- October 6, 2020
- Posted by: Florence
- Categories: Brexit, Customs
The United Kingdom (UK) left the EU on January 31, 2020. The parties agreed that a transition phase will apply until 1 January 2021. In this transition phase, the UK is part of the EU regulatory framework and still has virtually all the rights and obligations of an EU Member State. No customs duties, VAT and excise duties are levied in the case of border crossing of goods.
The transition phase would then give the parties the opportunity to reach a trade agreement (“Brexit deal”). But the chance that such an agreement will actually be reached is getting smaller by the day. Although the deadline for closing a trade deal will officially expire at the end of this year, the term is actually even shorter. The EU has always indicated that a trade agreement must be concluded at the end of October in order to meet the deadline of 1 January 2021 at all. After all, the agreement must also still be converted into legislation and receive the approval of the European Parliament and (some) national parliaments.
Boris Johnson, who appears to be on a collision course, recently even gave the negotiators until October 15 to reach an agreement.
The risk of a “no-deal” Brexit is therefore increasing by the day.
Levying of duties as result
A “no-deal” has far-reaching consequences for the levying of customs duties, excise and VAT. Due to Brexit the UK has become a third country for the EU and as, in a no-deal scenario, the EU and the UK will not have made any bilateral arrangements on reduced customs duties, the tariffs of customs duties are subject to the rules as set by the World Trade Organization (WTO) according to the so-called “Most Favored Nations” principle. This means that when setting customs tariffs, there should be no discrimination against countries and that, as an example, the customs tariffs applied to imports of goods from the US also apply to imports from the UK. This results is a significant cost item.

## Task instructions
[a] According to the Brexit post, when did the United Kingdom leave the EU?
[b] Condense the paragraph of the Brexit post that begins "The transition phase would then give the parties" into a short bulleted list that keeps its main facts.
The rows that follow come from a different source than the Brexit post.

## Information provided

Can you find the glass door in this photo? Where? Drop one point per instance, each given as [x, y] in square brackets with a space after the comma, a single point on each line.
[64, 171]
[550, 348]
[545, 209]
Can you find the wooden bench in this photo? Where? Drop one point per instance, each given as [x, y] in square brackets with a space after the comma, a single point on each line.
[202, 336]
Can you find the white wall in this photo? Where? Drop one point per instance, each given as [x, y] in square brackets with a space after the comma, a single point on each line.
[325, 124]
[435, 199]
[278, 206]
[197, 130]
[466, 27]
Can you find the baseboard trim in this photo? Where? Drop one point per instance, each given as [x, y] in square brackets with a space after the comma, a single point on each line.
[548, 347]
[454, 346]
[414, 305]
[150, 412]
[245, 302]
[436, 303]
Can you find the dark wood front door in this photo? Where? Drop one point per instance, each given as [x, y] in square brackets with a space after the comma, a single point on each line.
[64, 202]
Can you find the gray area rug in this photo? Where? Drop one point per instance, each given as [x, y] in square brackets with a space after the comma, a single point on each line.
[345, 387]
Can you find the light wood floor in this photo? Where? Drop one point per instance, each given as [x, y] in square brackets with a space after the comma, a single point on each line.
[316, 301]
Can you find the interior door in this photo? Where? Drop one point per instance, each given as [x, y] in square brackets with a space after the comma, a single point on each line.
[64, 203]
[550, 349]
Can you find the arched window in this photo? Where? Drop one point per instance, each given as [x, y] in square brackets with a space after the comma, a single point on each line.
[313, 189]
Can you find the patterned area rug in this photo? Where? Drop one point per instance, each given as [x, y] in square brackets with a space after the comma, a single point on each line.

==

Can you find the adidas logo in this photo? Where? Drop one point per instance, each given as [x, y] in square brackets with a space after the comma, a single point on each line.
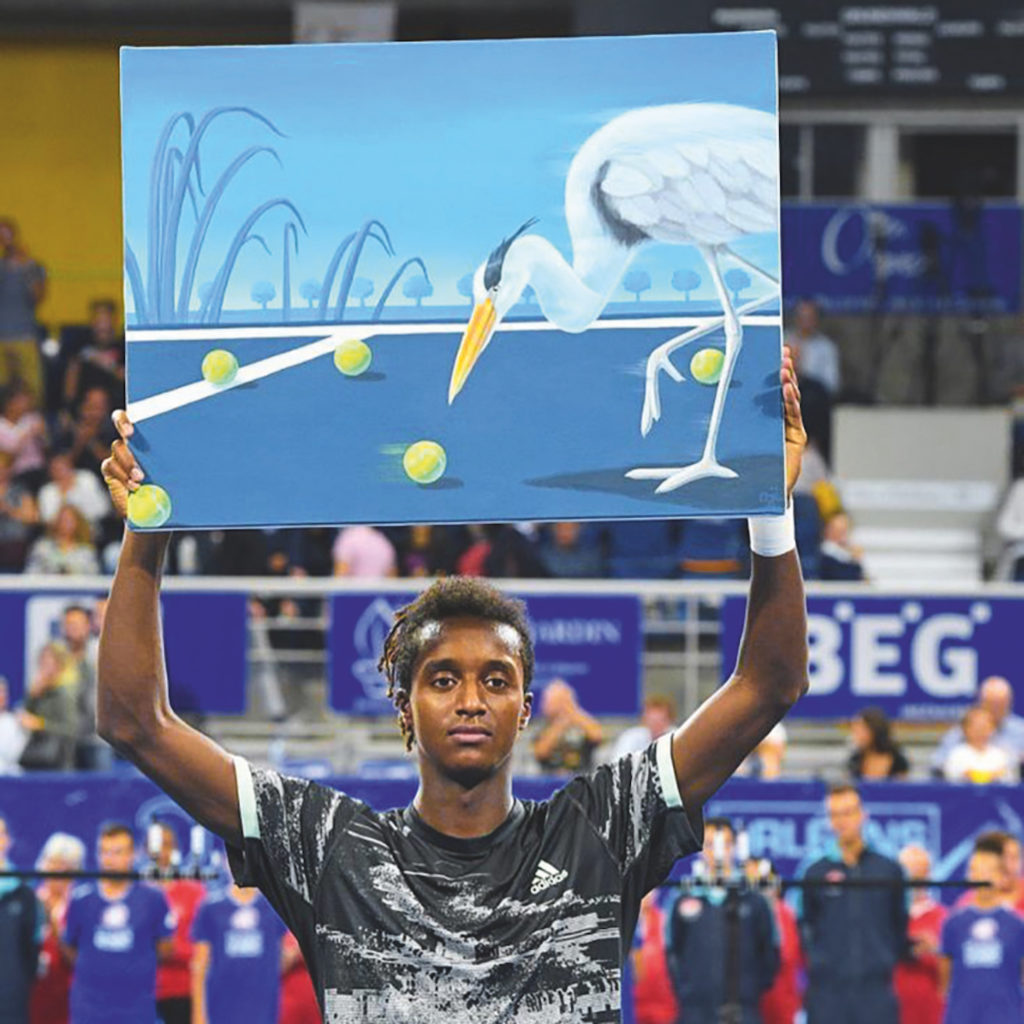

--

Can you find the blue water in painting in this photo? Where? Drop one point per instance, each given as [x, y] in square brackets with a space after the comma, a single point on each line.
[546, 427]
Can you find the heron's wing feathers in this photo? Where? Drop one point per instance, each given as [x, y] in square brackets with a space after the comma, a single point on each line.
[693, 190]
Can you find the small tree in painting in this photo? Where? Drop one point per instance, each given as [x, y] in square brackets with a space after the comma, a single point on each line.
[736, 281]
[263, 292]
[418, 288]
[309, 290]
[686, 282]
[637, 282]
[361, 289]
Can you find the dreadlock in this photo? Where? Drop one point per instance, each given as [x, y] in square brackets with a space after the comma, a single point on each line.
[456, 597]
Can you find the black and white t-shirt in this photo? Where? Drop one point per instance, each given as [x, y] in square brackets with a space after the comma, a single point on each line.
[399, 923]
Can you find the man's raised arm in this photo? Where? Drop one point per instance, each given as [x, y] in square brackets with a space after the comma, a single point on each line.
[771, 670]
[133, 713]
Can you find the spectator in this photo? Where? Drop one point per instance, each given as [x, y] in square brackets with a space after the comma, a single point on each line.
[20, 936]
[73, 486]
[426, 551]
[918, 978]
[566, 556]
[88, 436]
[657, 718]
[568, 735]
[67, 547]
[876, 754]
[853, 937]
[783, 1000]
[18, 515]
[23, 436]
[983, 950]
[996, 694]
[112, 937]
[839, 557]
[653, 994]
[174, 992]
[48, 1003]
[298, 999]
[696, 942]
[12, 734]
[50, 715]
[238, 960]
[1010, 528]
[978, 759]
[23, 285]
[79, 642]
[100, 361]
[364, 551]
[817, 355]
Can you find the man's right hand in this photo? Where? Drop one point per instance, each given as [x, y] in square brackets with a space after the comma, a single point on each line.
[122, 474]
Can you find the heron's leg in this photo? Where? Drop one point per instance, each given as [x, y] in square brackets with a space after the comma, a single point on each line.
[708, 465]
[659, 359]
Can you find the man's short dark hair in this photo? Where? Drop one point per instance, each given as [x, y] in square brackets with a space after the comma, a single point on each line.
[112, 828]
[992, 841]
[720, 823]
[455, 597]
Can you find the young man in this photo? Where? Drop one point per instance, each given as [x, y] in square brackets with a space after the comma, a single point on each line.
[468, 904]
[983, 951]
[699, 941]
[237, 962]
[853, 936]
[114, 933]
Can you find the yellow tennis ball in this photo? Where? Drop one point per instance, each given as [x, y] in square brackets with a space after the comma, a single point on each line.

## Completed exercise
[a] The United Kingdom left the EU on January 31, 2020.

[b]
- The transition phase gives the parties a chance to reach a trade agreement (a "Brexit deal"), but that chance shrinks daily.
- The official deadline is the end of this year, but the real one is shorter.
- The EU has said a deal must be concluded by the end of October to meet the January 1, 2021 deadline.
- The agreement must still be converted into legislation and approved by the European Parliament and some national parliaments.